▶ What this task involves
Taking the data below line by line, count those that include the word "rope" and report the number alone.

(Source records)
....
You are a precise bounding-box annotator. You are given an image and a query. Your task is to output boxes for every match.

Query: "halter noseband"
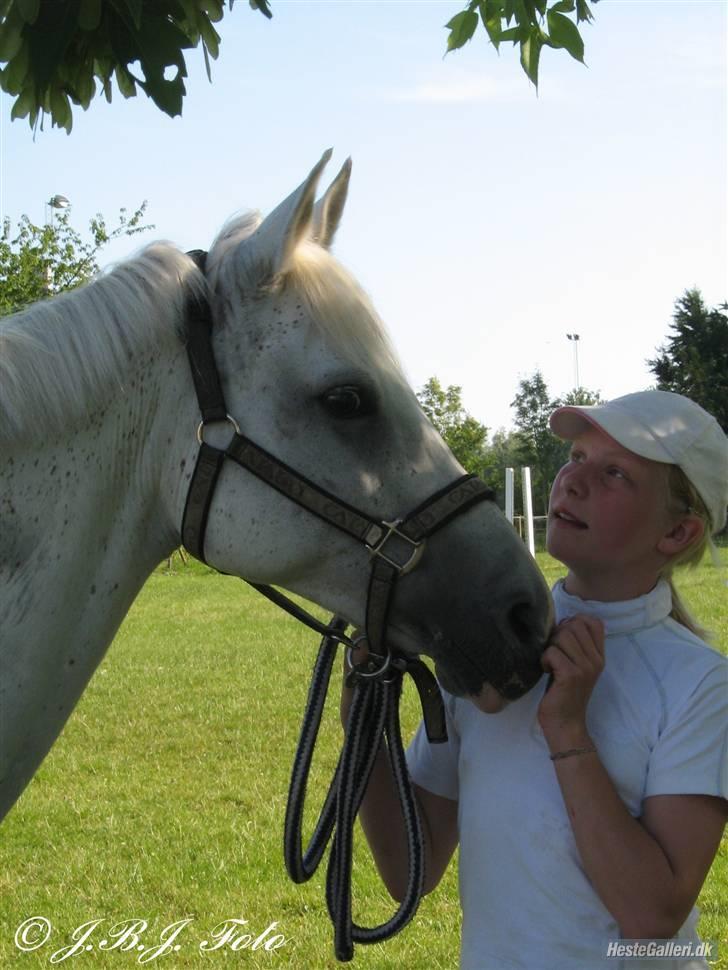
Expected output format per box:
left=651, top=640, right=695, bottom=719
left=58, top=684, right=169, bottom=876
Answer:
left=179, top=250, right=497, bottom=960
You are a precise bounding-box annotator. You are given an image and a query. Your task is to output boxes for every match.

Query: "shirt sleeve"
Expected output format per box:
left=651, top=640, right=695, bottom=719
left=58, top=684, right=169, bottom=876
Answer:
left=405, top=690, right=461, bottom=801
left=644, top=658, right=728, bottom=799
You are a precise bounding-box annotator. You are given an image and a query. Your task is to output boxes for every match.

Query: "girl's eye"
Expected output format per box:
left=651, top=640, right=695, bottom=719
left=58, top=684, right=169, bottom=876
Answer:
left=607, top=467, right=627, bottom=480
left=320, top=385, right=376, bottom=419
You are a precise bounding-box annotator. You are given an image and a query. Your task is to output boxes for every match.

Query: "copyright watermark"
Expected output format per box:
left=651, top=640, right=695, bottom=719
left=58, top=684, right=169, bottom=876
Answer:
....
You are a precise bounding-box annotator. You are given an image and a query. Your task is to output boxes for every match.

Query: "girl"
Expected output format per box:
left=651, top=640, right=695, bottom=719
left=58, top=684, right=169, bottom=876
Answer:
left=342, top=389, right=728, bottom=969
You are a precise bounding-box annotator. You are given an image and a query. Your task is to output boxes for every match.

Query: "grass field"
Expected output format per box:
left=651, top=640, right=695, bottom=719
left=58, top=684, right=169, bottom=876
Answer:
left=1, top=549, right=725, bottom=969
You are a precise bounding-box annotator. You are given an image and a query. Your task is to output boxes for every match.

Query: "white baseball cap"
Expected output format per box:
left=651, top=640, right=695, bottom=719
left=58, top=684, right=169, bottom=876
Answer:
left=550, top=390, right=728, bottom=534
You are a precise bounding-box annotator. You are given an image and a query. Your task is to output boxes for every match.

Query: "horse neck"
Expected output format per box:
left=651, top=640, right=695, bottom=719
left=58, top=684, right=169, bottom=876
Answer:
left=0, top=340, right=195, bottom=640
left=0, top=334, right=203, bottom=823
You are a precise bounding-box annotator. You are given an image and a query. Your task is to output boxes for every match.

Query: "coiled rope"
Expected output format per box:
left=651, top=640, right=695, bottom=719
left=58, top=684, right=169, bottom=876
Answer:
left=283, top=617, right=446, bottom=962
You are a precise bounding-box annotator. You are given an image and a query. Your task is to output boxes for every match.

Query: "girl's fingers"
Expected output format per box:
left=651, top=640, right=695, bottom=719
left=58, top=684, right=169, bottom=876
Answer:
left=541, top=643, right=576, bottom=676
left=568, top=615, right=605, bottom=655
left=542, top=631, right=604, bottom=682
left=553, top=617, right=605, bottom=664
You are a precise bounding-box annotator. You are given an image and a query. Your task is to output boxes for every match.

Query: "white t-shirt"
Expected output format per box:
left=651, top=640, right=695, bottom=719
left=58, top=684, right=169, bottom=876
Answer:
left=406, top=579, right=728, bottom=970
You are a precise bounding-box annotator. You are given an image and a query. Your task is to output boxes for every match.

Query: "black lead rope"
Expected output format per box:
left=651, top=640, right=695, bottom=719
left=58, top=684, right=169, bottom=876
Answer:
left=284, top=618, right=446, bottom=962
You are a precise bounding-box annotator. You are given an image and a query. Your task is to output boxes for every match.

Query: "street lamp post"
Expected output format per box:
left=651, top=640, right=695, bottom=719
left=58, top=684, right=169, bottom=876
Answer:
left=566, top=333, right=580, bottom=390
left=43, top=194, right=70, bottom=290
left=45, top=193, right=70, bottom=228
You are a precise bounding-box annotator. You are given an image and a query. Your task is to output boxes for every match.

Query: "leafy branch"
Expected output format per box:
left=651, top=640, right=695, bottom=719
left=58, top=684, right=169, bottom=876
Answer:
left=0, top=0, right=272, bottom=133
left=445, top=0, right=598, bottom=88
....
▶ Output for this exercise
2